→ **Objectives**:
(a) Print all of the records below, the point-marking ones that follow the UNZ.org FAQ, word for word, but omit the pictures.
(b) Carry on the UNZ.org FAQ below, picking up after its last sentence.

A: The UNZ.org website is intended to provide convenient access to a large quantity of high-quality content material, mostly published over the last 150 years in America and England, including both articles and books, encompassing over one million readable items and titles of another million items not readable due to copyright. Much of this material has never previously been available anywhere on the Internet and should be useful for researchers and intellectual historians.

Q: Why do you include non-readable articles and books?

A: The inclusion of the copyright-excluded material allows users to examine a more nearly complete collection of a given author's writings, even if many of the particular items themselves are currently unavailable due to copyright. If necessary, many of these other items can often be accessed and read on other websites or content systems, especially in the case of extent publications. Furthermore, there is a chance that at some future point these publications will be released for reading on this website as well.

Q: The website seems very different than when I previously visited. What's the story?

A: The current Version 2.0 release of UNZ.org incorporates major design changes from the previous version, but nearly all of the same underlying printed content is still available. Given the relatively slight use of the previous links to external videos and webzines, these portions have been removed, thereby streamlining access to the printed materials which constitute the main value of the system. Another major change has been the widespread use of Javascript, rendering most of the pages "reactive" as you begin entering information.

Q: How do I find a given author or publication?

A: Most of the main pages of the website contain one or more "Reactive Clouds," with the names of various authors or publications. Javascript functions cause these Clouds to "react" and change the displayed information as you begin typing in the entry boxes. For example, as you enter the first few letters of an author's name on the Home page, the Clouds adjust to display only those authors whose names begin with those letters. Similar adjustments occur as you start typing in a particular decade or year, or if you select one of the drop-down settings or other filter. This allows you to quickly focus in on the individuals you are seeking based on your particular criteria.

→ **Entries supplied**:
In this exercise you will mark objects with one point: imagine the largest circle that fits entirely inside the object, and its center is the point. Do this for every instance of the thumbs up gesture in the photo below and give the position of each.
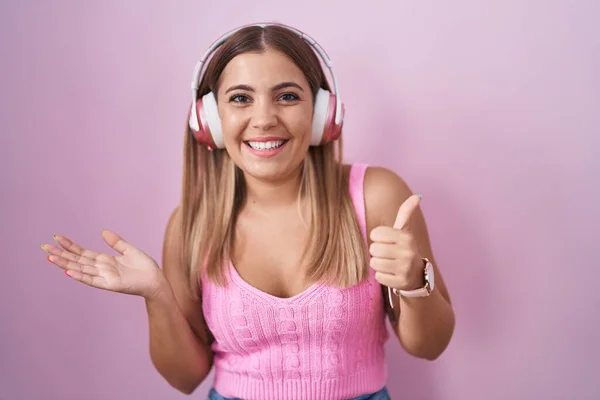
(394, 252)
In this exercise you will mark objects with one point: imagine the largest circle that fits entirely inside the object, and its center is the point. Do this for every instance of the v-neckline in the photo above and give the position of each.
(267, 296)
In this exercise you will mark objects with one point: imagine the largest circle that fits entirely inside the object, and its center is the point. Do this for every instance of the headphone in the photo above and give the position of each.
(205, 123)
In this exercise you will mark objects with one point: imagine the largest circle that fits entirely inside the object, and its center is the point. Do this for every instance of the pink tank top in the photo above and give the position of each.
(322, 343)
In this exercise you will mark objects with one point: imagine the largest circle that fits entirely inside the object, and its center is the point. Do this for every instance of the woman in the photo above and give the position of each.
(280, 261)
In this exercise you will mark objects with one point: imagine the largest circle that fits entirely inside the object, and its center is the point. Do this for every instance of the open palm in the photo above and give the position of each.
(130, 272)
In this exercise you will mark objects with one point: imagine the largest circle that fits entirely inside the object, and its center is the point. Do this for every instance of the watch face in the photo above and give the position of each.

→ **Expected outputs**:
(a)
In this exercise you will mark objects with one point: imagine the largest circle that fits entirely inside the object, and its center is the point. Do this for every instance of the thumbs up gesture in the photo below and give the position of each.
(394, 252)
In this exercise you will mark objects with one point: imagine the largest circle that fits entirely inside the object, and its center is the point. Do this for every instance of the v-neckline in the photo above and give the position of each.
(267, 296)
In this exercise you will mark objects with one point: imagine the largest circle that fits entirely inside the object, and its center is the point. Do this for every instance of the headphone in the photo above and give the position of each.
(205, 123)
In this exercise you will mark objects with one point: imagine the largest circle that fits entirely inside the object, and its center is the point. Do this for every instance of the pink tank top in the photo above and give the position of each.
(322, 343)
In this exercise you will mark objects with one point: imagine the largest circle that fits entirely inside the object, and its center is the point. Do this for every instance of the woman in the photo above and give the position of each.
(280, 261)
In this exercise you will mark objects with one point: imagine the largest circle that fits entirely inside the object, and its center is the point. Do this for every instance of the open palm in the photo above and give the position of each.
(130, 272)
In this exercise you will mark objects with one point: imagine the largest circle that fits entirely inside the object, and its center is the point. Do this for every instance of the watch face in the photo above and give the position of each.

(b)
At any point, the relative size of the names in a given Cloud indicates the volume of underlying content material associated with that name. Meanwhile, the color indicates what fraction of the content material is readable (for copyright reasons): bright blue indicates mostly readable, dark blue indicates partly readable, and black means mostly unreadable

Q: How do I find a given article or book?

A: The main Articles and Books pages, as well as the Overview tabs for individual authors or publications, display a Listing of articles (or books) towards the bottom of the page. Like the Clouds, these Listings are "reactive" and automatically adjust as you being typing in any of the information in the various data entry fields---Title, Author, Publication, or Period, displaying only those items that match your selection.

Q: What about the individual publications?

A: When you reach the pages associated with a given publication, you can examine the contents in a number of different ways, accessed via the different tabs. The default Overview tab gives you the Cloud of authors for that publication plus the Listing of individual articles, with both of these being "reactive" as you provide information in the Title, Author, or Period fields.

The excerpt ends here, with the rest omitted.